REQUIREMENT: When you reproduce the listing, keep every word as it is and drop the pictures.

TASK INPUTS:
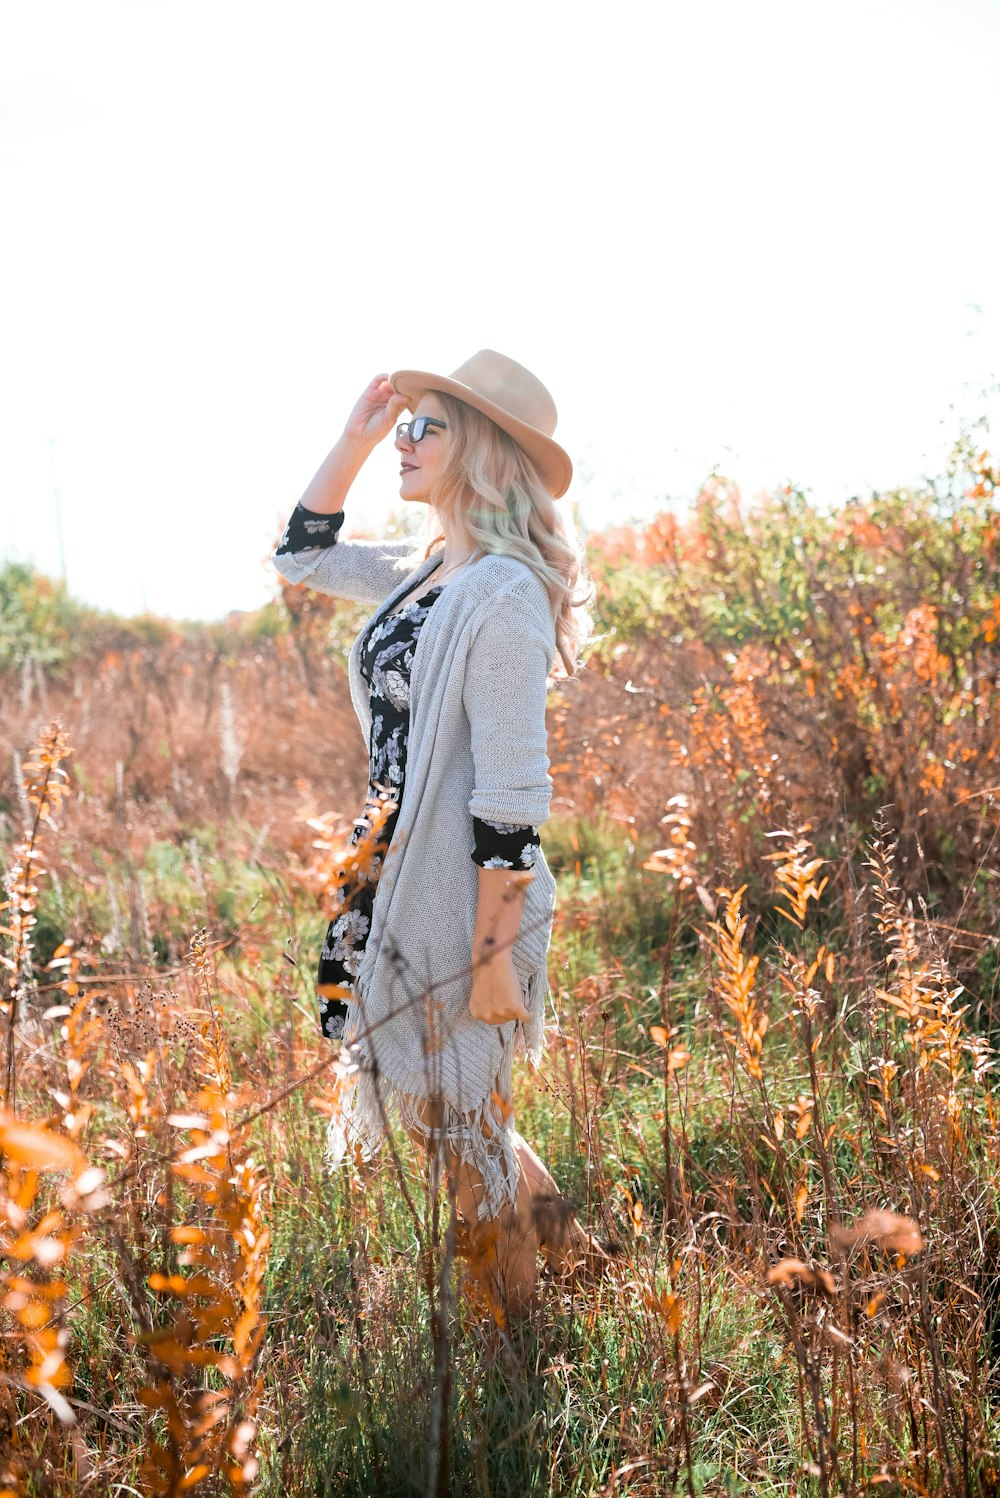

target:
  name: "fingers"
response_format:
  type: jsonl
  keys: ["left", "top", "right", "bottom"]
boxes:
{"left": 367, "top": 375, "right": 407, "bottom": 412}
{"left": 509, "top": 986, "right": 531, "bottom": 1024}
{"left": 366, "top": 374, "right": 398, "bottom": 403}
{"left": 470, "top": 1001, "right": 531, "bottom": 1026}
{"left": 469, "top": 968, "right": 533, "bottom": 1027}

RESPONSE AREA:
target:
  name: "fingers"
response_format:
  type: jsonl
  keys: ["left", "top", "right", "bottom"]
boxes:
{"left": 367, "top": 375, "right": 407, "bottom": 412}
{"left": 509, "top": 986, "right": 531, "bottom": 1024}
{"left": 366, "top": 374, "right": 398, "bottom": 403}
{"left": 470, "top": 1001, "right": 531, "bottom": 1026}
{"left": 469, "top": 968, "right": 533, "bottom": 1027}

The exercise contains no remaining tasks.